[Rows from a dataset]
==========
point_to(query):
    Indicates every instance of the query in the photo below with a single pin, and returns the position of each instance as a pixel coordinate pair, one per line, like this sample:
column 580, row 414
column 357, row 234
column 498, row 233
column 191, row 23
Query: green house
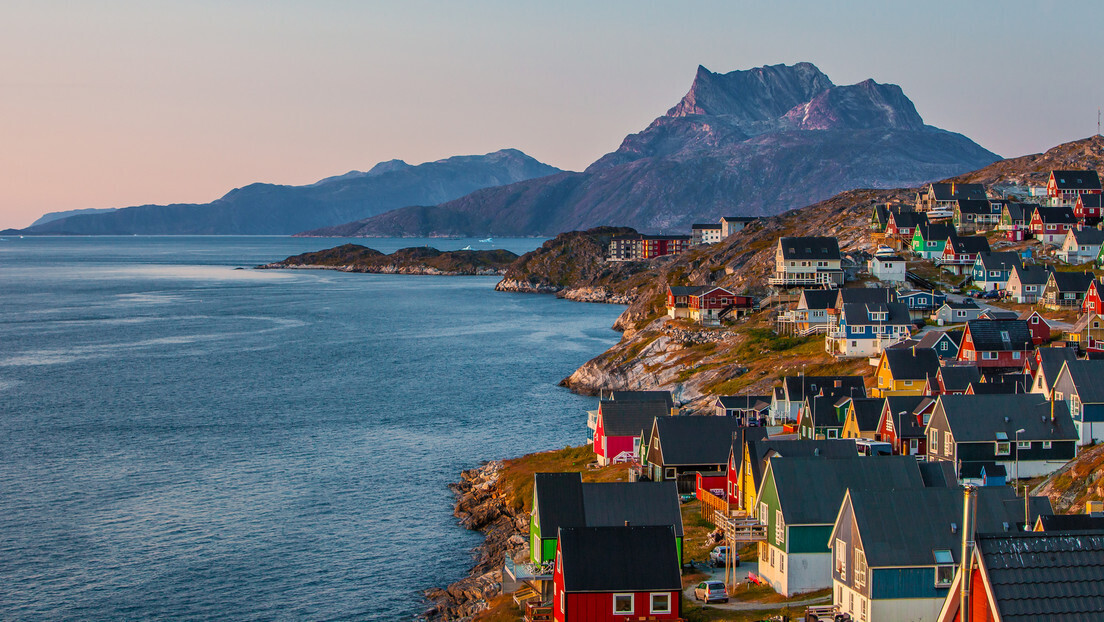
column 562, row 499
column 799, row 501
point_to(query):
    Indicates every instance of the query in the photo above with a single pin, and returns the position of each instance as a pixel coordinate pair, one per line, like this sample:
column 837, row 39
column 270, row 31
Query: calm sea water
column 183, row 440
==========
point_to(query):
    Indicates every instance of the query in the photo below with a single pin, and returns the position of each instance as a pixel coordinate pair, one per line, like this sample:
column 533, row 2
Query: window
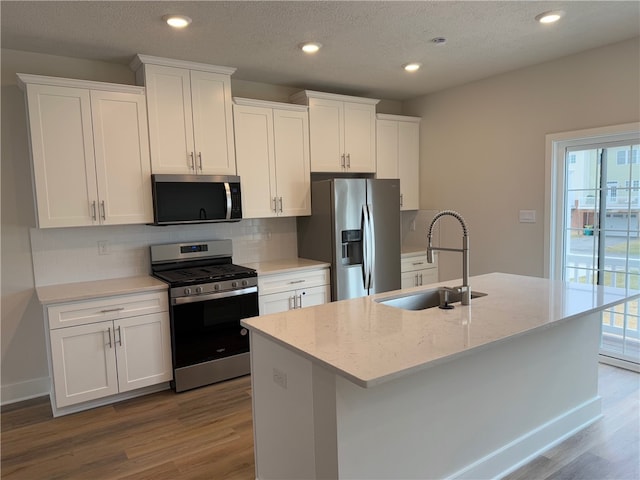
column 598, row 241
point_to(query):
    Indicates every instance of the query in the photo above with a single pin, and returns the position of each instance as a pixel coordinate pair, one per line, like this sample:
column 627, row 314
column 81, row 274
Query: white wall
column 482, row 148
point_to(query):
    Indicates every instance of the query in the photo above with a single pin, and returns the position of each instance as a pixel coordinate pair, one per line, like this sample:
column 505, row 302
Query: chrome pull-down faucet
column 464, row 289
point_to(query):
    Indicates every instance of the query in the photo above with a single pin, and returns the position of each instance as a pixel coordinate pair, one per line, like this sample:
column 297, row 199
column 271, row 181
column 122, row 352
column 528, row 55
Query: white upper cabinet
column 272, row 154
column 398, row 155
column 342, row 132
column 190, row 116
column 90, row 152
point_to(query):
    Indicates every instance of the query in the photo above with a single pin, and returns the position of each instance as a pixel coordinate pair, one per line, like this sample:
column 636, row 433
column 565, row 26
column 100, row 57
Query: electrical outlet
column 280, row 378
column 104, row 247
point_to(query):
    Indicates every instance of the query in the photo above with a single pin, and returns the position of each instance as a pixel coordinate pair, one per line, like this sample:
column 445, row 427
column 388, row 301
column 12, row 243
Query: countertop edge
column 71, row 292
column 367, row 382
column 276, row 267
==========
DESCRIPTION OF THE TASK: Locate every line in the records above that contains the word "white", and copy each of those lines.

EXERCISE RESPONSE:
Query: white wall
Query: white upper cabinet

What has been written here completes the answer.